## Document excerpt
....
Perhaps no industry has a better feel for the nation’s economic pulse than freight railroads, which transport much of the country’s grains, metals, chemicals, cars and lumber. Union Pacific (UNP), which is the nation’s No. 1 freight railroad and serves the western U.S., is benefiting handsomely from the recovery, posting record second-quarter profits.

But the company faces legislation in Congress to toughen regulations on the industry and an Obama administration proposal to use the freight rail network for a planned high-speed passenger rail system.

USA TODAY reporter Paul Davidson spoke with Union Pacific CEO Jim Young about these and other issues.

Q: How is the economy doing?

A: Things are better today than they were a year ago. We’re running about 14%, 15% (more carloads) in the third quarter vs. a year ago. Clearly, the economy is stronger. At the peak, we were handling 200,000 (carloads) a week; at the bottom, we were running 130,000; and we’re running 180,000 right now. We’ve had a nice pick-up, but we’re still a ways from where (we) were 21/2 to three years ago.

Q: How strong will the recovery be?

A: I believe the slope of the line will be positive, but it’s going to be a pretty shallow slope. Slow growth at best. But my confidence is not real high with that. I’ve got to be prepared, if things turn down, to take action. I’ve got to be prepared if it were to turn up stronger than that.

Q: You had record second-quarter profits even though carload volume has not returned to pre-recession levels. Why is that?

A: We spent a lot of time on efficiency. Our capital investment over the years has started to pay off in (increased) velocity and (better) service. We’ve been able to get the pricing up. Price is a function of the value provided to the market.

Q: You’re also being more productive with fewer employees after cutting staff in the downturn.
....
Records pointing to named objects:
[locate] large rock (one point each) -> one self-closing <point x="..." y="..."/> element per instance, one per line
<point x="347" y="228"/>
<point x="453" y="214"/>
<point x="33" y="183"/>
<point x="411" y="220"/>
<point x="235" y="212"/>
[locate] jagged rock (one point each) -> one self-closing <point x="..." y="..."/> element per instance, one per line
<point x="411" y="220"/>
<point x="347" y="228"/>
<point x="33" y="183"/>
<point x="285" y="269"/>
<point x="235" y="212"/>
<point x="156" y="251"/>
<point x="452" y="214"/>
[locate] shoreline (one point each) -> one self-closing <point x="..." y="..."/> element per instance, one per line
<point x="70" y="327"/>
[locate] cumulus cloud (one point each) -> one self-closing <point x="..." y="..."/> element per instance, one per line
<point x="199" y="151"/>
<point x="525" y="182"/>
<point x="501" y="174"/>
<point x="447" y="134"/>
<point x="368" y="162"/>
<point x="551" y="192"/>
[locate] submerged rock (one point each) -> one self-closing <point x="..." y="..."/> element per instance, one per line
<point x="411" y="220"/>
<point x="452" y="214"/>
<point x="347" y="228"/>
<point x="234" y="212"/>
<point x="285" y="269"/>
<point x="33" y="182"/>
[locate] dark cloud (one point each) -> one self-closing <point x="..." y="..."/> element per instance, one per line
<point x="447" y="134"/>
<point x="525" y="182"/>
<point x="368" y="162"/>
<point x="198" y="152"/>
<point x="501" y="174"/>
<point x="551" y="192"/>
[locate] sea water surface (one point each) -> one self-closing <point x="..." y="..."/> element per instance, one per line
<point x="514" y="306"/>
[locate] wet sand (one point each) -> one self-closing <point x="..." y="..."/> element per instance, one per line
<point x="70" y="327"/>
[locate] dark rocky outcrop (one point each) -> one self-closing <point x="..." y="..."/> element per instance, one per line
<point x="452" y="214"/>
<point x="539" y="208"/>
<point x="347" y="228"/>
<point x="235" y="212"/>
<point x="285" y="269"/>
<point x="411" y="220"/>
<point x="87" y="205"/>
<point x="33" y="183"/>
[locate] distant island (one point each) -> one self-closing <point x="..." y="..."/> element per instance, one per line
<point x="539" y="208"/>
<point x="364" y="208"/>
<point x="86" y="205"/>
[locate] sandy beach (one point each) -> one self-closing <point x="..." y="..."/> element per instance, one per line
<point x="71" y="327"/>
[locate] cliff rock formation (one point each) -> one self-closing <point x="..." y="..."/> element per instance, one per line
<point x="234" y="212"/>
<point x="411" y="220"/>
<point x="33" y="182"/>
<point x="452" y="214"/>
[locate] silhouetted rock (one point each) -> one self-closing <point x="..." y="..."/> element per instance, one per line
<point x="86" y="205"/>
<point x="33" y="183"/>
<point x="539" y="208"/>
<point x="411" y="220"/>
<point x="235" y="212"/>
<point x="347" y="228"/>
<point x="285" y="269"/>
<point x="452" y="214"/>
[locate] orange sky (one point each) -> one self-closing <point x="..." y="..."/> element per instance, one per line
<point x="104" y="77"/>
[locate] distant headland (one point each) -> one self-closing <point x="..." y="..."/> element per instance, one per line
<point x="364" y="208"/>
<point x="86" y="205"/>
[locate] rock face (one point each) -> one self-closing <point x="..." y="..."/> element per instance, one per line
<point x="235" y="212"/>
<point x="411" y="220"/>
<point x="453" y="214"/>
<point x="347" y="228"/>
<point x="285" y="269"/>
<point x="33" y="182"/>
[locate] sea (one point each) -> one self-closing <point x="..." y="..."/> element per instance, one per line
....
## Problems and tasks
**1)** Print the passage of the Union Pacific interview from "Perhaps no industry" up to and including "passenger rail system.".
**2)** Answer these questions from the Union Pacific interview:
(a) How many carloads a week was the railroad handling at its peak?
(b) What did the Obama administration propose doing with the freight rail network?
(c) Who is the CEO of Union Pacific?
**3)** Go on with the Union Pacific interview from the point where it stops.
The listing comes from a separate source.

## Responses
**1)**
Perhaps no industry has a better feel for the nation’s economic pulse than freight railroads, which transport much of the country’s grains, metals, chemicals, cars and lumber. Union Pacific (UNP), which is the nation’s No. 1 freight railroad and serves the western U.S., is benefiting handsomely from the recovery, posting record second-quarter profits.

But the company faces legislation in Congress to toughen regulations on the industry and an Obama administration proposal to use the freight rail network for a planned high-speed passenger rail system.

**2)**
(a) 200,000 carloads a week.
(b) Using it for a planned high-speed passenger rail system.
(c) Jim Young.

**3)**
A: Our company went from 52,000 (employees) to 41,000 and (recently) back up to 43,000. We had no choice. You had to take significant action to reduce costs. The competition is going to continue to be there. If you read this industry doesn’t have any competition, it’s baloney. I have (competition) that’s all water to the Panama Canal, that moves (by rail) over Canada. We lost business to truckers several years ago.

Q: Is there anything you can do to increase railroad’s market share vs. trucking, which moves a majority of freight in the U.S.?

A: Trucking has always been the majority, and I guess it’s always going to be the case. We need to continue to invest in new infrastructure. It’s only recently that this industry has earned the kind of financial return that can justify these investments.

Q: How cost-competitive is rail compared with trucking?

A: At 700 miles distance-plus is where we get more efficient. One double-deck train is equivalent to 300 trucks. The fuel efficiency of moving a ton of rail vs. highway is about three or four to one.

Q: Many shippers have complained that big freight railroads impose large rate increases and provide poor service in so-called captive communities where they face no competition.

A: Captive shippers today are protected by the STB (Surface Transportation Board). There’s a formula limit on rate increases, and if the customer believes rates are too high, they can go to the STB, file a complaint and let the STB work through it.

Q: Some say STB standards make it very difficult to prove rates are too high.

A: They have simplified (rate challenges) and made it more timely. I’m fine with making certain that works.

Q: What do you think of legislation in Congress that would require railroads to provide captive shippers access to competition?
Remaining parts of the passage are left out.